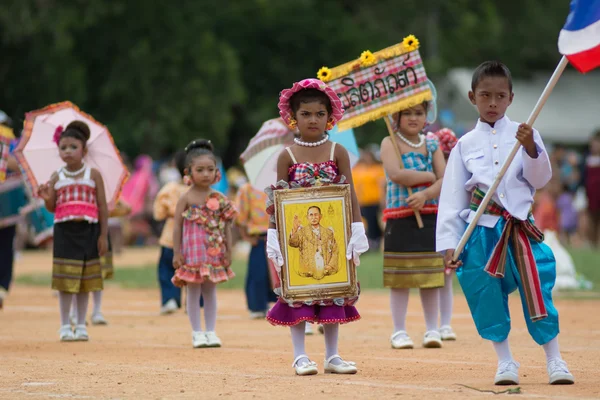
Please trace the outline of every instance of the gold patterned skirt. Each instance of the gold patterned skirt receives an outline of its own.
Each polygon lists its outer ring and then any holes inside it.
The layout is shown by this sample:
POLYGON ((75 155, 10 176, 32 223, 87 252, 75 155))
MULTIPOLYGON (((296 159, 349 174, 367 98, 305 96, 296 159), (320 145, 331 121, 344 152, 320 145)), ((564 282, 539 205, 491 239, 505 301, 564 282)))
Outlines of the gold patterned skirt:
POLYGON ((67 293, 102 290, 99 236, 98 224, 86 221, 54 224, 52 289, 67 293))
POLYGON ((387 288, 432 289, 444 286, 444 261, 435 251, 436 214, 388 219, 385 225, 383 285, 387 288))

◆ ◆ ◆ ◆ ◆ ◆ ◆

◆ Assigned task: Beginning at the line containing "POLYGON ((75 155, 10", repeat each line exactly through the last line of the entries, and include no other lines.

◆ Exercise solution:
POLYGON ((75 155, 10 176, 32 223, 87 252, 75 155))
MULTIPOLYGON (((296 159, 349 174, 367 98, 305 96, 296 159), (320 145, 331 121, 344 152, 320 145)), ((564 282, 539 205, 491 239, 505 301, 564 282)))
Outlines of the gold patterned skirt:
POLYGON ((67 293, 102 290, 99 236, 98 224, 86 221, 54 224, 52 289, 67 293))
POLYGON ((387 288, 432 289, 444 286, 444 261, 435 251, 436 214, 388 219, 385 225, 383 285, 387 288))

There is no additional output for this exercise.